━━ RECORDS SUPPLIED ━━

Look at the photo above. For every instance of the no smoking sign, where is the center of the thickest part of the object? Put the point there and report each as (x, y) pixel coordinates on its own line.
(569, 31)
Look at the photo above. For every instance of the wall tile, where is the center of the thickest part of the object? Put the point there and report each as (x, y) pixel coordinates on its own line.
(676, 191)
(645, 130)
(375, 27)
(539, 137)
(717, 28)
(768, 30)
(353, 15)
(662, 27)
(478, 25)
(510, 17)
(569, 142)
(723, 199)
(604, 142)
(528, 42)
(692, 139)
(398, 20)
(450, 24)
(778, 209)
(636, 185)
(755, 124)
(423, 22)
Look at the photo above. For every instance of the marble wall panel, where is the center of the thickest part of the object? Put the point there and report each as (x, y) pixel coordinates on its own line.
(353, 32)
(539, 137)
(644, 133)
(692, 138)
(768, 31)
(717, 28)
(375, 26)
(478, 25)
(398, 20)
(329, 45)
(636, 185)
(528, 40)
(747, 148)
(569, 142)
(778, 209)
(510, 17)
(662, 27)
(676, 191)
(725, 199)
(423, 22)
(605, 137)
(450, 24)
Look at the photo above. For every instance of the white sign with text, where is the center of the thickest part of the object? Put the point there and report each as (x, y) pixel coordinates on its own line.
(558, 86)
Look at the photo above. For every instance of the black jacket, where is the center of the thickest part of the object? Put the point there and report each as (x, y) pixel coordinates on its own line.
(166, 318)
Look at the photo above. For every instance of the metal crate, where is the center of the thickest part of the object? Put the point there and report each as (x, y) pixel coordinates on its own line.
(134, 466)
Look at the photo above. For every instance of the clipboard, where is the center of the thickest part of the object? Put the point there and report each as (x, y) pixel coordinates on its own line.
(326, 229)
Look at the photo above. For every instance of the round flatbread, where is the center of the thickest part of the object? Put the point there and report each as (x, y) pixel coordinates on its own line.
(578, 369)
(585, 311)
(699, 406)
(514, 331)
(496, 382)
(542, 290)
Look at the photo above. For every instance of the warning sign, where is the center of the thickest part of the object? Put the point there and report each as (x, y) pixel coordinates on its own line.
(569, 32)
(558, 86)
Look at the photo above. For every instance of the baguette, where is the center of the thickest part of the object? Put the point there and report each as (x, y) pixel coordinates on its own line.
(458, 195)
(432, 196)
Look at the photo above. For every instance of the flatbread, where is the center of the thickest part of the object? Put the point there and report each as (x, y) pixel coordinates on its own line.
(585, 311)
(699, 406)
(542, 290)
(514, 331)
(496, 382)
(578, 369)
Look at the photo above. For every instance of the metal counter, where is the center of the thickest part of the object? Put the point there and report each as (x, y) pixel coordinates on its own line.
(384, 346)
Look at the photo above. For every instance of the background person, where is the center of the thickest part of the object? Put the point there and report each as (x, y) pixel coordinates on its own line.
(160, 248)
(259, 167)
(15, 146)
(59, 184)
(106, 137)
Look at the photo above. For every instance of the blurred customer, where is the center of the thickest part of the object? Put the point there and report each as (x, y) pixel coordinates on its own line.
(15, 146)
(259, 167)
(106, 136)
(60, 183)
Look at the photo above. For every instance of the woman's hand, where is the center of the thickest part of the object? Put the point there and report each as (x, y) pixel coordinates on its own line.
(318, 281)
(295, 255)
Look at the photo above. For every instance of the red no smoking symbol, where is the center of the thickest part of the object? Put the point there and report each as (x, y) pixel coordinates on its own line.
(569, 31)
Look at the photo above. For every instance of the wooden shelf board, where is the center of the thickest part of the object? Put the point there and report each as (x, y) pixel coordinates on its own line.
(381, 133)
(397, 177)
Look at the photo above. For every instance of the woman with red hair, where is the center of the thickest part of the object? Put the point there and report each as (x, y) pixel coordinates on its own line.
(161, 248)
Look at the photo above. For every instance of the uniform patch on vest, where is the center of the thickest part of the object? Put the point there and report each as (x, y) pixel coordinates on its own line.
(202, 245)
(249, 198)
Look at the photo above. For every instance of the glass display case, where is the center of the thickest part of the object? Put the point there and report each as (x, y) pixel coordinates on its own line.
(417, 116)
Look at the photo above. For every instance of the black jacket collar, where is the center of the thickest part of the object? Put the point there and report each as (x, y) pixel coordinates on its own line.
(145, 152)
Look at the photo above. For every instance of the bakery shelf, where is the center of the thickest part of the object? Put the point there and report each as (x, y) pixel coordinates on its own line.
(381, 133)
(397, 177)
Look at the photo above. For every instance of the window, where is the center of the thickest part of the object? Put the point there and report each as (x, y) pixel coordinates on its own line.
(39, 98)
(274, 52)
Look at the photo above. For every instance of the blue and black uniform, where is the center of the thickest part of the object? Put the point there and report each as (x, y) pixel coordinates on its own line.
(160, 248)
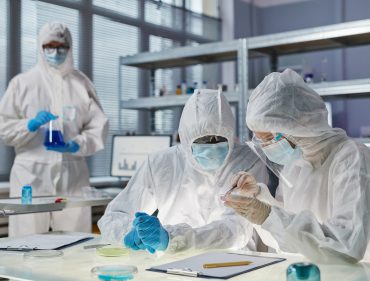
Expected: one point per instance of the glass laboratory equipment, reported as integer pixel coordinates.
(26, 194)
(54, 135)
(303, 271)
(114, 272)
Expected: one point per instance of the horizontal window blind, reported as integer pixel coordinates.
(110, 41)
(125, 7)
(164, 15)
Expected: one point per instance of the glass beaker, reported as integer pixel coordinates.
(54, 135)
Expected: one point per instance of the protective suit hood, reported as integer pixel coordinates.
(284, 103)
(207, 112)
(55, 31)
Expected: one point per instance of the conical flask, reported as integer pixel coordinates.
(54, 135)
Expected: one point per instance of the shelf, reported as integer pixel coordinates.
(183, 56)
(345, 87)
(311, 39)
(166, 101)
(348, 87)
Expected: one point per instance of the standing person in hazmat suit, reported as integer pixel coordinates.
(323, 199)
(33, 99)
(184, 183)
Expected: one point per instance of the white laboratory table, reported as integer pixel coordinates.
(77, 262)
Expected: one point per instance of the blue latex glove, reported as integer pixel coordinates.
(133, 241)
(70, 147)
(41, 118)
(151, 232)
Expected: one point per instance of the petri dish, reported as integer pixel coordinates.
(111, 251)
(114, 272)
(43, 254)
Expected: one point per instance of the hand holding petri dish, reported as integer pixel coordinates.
(112, 251)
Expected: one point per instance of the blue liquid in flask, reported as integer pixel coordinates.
(54, 139)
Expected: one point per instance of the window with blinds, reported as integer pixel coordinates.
(125, 7)
(116, 32)
(110, 41)
(163, 14)
(34, 15)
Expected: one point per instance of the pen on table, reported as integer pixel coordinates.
(225, 264)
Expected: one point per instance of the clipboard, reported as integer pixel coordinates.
(193, 266)
(47, 241)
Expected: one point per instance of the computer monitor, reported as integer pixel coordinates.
(129, 152)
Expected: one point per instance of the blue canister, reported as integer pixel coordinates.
(27, 194)
(303, 271)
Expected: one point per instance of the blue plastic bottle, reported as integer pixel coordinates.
(303, 271)
(27, 194)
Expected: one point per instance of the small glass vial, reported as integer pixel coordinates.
(27, 194)
(303, 271)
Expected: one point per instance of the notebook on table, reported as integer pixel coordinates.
(47, 241)
(194, 266)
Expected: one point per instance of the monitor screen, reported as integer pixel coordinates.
(129, 152)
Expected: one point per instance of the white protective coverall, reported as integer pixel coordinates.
(325, 215)
(49, 173)
(187, 196)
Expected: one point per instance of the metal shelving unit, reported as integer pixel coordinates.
(191, 55)
(305, 40)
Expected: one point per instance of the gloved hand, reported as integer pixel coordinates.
(151, 232)
(133, 241)
(252, 209)
(242, 198)
(70, 147)
(41, 118)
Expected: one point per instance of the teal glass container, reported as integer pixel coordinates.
(303, 271)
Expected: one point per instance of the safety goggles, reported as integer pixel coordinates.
(275, 137)
(210, 139)
(60, 50)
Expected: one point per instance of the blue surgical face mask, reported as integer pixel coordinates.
(55, 58)
(282, 152)
(210, 156)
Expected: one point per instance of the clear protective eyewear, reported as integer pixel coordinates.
(263, 143)
(210, 139)
(256, 146)
(60, 50)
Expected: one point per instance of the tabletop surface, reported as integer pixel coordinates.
(77, 262)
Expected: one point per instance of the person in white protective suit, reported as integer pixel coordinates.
(184, 183)
(33, 99)
(322, 207)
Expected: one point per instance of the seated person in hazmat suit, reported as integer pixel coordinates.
(184, 183)
(322, 207)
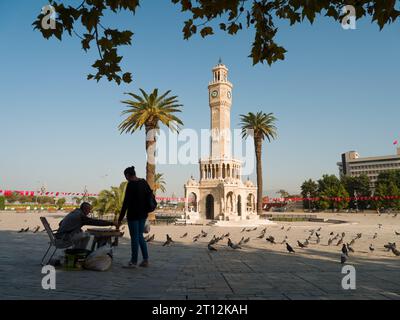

━━━

Wording must stay exact. Give again the lines from the line with "Expected: one point per instance of the pen" through the last line of the listing, both ends included, without pictures.

Expected: one point per instance of the pen on table, reported as integer pixel coordinates.
(225, 264)
Expected: one point per instance of the clipboard, reported as integer pixel coordinates.
(193, 266)
(47, 241)
Expected: one point per instance of the computer monitor, reported as integer pixel coordinates.
(129, 152)
Expected: one point per instance of the blue canister, reported as integer pixel coordinates.
(27, 194)
(303, 271)
Expected: one point per instance of the blue plastic bottle, reported as integer pixel coordinates.
(303, 271)
(27, 194)
Expected: one point per instance of the small glass vial, reported as integer pixel coordinates.
(27, 194)
(303, 271)
Expected: one point per instance of the notebook on table, reported as integer pixel coordinates.
(47, 241)
(194, 266)
Expected: one point per instance of the monitor screen, reported as integer pixel coordinates.
(129, 152)
Expected: one point per instance of the white protective coverall, reported as integer pixel coordinates.
(325, 215)
(49, 173)
(187, 196)
Expected: one point per instance of the metal shelving unit, reported as integer pixel coordinates.
(191, 55)
(305, 40)
Expected: one point per instance of the gloved hand, reported as integer pixel coordinates.
(151, 232)
(133, 241)
(252, 209)
(242, 198)
(70, 147)
(41, 118)
Expected: one point per instance of the teal glass container, reported as integer pixel coordinates.
(303, 271)
Expected: one point per instance of the safety goggles, reported as integer pixel coordinates.
(275, 137)
(210, 139)
(60, 50)
Expected: one point per instance of the blue surgical face mask, reported as integer pixel coordinates.
(55, 58)
(282, 152)
(210, 156)
Expected: one point per instance of the clear protective eyewear, reported as integer pixel coordinates.
(263, 143)
(210, 139)
(256, 146)
(60, 50)
Expected: one point per instance of the tabletop surface, reported as integer pixel coordinates.
(77, 262)
Expected: one point per instance of the person in white protective suit, reported as integer pixel coordinates.
(184, 183)
(33, 99)
(322, 207)
Expected: one point per instance of the seated person in hazmat suit, reported as integer pixel coordinates.
(184, 183)
(322, 207)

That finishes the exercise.